Records from a data collection

***

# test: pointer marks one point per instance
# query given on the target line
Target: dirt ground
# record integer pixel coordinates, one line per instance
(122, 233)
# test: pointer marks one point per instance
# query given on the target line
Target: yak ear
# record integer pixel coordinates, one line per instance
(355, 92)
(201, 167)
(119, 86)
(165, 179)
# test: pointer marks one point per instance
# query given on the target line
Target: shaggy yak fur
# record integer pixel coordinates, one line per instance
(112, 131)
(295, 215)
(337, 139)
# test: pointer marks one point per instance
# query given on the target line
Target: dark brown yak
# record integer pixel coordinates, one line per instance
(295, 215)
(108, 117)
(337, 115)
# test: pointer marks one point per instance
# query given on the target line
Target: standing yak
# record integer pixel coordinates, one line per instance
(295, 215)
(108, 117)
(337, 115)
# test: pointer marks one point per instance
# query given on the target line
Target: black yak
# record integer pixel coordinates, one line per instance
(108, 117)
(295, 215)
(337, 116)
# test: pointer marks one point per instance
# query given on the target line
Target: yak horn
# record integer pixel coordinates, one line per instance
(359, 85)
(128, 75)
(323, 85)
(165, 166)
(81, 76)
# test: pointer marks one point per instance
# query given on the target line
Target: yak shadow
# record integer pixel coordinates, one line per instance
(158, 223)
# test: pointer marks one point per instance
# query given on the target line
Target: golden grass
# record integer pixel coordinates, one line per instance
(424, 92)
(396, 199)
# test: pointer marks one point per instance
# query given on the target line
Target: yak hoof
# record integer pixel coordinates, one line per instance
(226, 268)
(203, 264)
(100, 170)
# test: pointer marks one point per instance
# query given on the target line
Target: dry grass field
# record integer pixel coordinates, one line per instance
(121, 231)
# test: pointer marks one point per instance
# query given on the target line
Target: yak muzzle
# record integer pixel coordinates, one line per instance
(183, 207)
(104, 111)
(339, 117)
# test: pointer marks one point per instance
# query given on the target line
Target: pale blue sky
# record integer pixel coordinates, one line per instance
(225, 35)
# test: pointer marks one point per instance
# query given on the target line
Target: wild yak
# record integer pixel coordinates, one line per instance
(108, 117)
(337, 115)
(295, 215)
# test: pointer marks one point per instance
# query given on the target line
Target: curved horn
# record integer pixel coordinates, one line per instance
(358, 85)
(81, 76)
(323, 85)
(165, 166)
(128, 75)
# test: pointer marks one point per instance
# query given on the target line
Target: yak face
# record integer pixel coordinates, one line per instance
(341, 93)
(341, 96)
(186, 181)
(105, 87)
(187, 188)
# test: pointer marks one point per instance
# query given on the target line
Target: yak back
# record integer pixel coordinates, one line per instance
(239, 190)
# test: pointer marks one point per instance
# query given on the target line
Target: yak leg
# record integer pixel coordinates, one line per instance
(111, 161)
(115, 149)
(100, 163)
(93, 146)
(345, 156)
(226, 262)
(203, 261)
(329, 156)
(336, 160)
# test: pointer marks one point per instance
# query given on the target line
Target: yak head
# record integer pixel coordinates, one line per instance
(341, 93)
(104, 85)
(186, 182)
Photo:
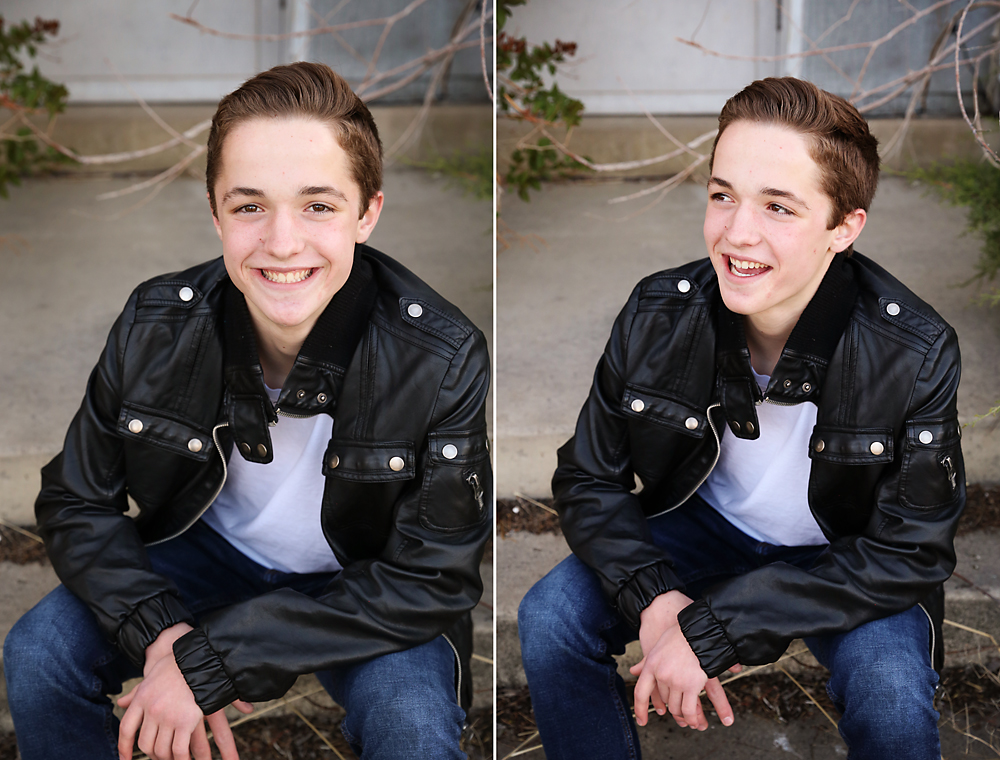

***

• Instructions for the task
Return every line in the rows above that contains the word "grass".

• Reply to the exercise
Target: golden grass
Target: dry grass field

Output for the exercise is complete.